## Görevler ve alıştırmalar
(1) Vatanı anlatan metinde "Bu masmavi gök" sözlerini içeren ifadeyle açılıp "cennet vatan bizim." sözleriyle kapanan bölümü, hiçbir değişiklik yapmadan harfi harfine aktarın.
(2) Vatanı anlatan metnin son cümlesinden sonra gelecek bölümü yazarak metni tamamlayın.

## Verilen metin
Bu masmavi gök
kubbe bizim. Nadide nebatatların buram buram koktuğu, hamuru şüheda kanıyla
yoğrulmuş mübarek topraklar, yüreğimiz kadar engin ve duru olan canım denizler
bizim.
Bedene kan
taşıyan, hayat bahşeden damarlar misali, nazlı nazlı çağlayan bu ırmaklar
bizim. Bütün bu güzellikleri ihata eden, bin yıllık mazinin emaneti, yolu kızıl
elmaya giden bu cennet vatan bizim.
Semasında
yankılanan, umudumuzu ateşleyen, gözlerimizde sevinç müjgânları olan bu uhrevi ezanlar
bizim. Yurt sathına çiçekler gibi serpilmiş kubbelerin şehadet parmakları
misali, gök kubbeyi nakşeden canım minarelerin mekânı, biricik camilerimiz
bizim.

## Saklanan kayıtlar
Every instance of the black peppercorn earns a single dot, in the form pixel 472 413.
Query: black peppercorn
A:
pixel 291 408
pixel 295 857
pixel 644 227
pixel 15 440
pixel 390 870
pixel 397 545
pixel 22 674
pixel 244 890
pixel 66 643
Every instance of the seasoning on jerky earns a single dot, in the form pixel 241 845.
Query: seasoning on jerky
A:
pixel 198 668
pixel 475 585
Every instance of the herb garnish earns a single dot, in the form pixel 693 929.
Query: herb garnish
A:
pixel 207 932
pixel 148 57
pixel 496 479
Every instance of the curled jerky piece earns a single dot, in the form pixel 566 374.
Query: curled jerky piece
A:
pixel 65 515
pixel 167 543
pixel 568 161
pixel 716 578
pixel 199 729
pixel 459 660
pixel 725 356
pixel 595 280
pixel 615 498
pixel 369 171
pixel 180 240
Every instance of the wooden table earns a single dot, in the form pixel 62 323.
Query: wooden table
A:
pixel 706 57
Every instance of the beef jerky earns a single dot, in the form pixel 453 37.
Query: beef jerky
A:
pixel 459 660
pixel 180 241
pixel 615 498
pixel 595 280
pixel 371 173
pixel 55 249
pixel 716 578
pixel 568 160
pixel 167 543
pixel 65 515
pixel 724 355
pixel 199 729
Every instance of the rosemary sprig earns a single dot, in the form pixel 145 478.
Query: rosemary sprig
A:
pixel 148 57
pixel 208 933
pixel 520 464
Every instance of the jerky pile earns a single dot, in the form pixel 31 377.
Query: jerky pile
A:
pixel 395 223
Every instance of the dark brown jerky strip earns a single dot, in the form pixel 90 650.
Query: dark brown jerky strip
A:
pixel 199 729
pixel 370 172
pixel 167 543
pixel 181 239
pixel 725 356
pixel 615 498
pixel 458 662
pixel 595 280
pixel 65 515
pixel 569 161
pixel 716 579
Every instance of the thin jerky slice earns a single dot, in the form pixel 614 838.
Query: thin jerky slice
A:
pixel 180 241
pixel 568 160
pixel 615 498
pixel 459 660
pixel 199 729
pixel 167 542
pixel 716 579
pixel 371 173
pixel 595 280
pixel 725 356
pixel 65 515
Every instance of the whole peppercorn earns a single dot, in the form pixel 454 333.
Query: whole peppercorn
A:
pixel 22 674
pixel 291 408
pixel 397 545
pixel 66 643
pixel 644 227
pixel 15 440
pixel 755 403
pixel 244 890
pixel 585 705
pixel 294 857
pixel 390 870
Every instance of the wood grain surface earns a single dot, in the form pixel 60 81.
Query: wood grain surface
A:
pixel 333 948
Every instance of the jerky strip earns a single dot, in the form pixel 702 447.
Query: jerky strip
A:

## Görev yanıtları
(1)
Bu masmavi gök
kubbe bizim. Nadide nebatatların buram buram koktuğu, hamuru şüheda kanıyla
yoğrulmuş mübarek topraklar, yüreğimiz kadar engin ve duru olan canım denizler
bizim.
Bedene kan
taşıyan, hayat bahşeden damarlar misali, nazlı nazlı çağlayan bu ırmaklar
bizim. Bütün bu güzellikleri ihata eden, bin yıllık mazinin emaneti, yolu kızıl
elmaya giden bu cennet vatan bizim.

(2)
Al bayrağımızın gölgesinde, güvenle barınan bu
asil Millet çağlar boyu hep hür yaşadı, yine hayatını özgürce idame ettirmekte
ve bundan böyle de şüphe yok ki ettirecektir.
Ne var ki
şimdilerde kendi irade ve isteğimizle bir nebze özveride bulunmak durumundayız.
Bu fedakârlık; kesinlikle boyun eğme, özgürlüklerden ödün verme değildir. Çünkü
huzuru, gıpta edilecek düzeyde, doyunca yudumlayacak kadar özgürüz: “İmkânlarımız,
isteklerimiz, düşüncelerimiz, tasarruflarımız” vb. asla kısıtlı değil ve ortada
bir dayatma bulunmamaktadır.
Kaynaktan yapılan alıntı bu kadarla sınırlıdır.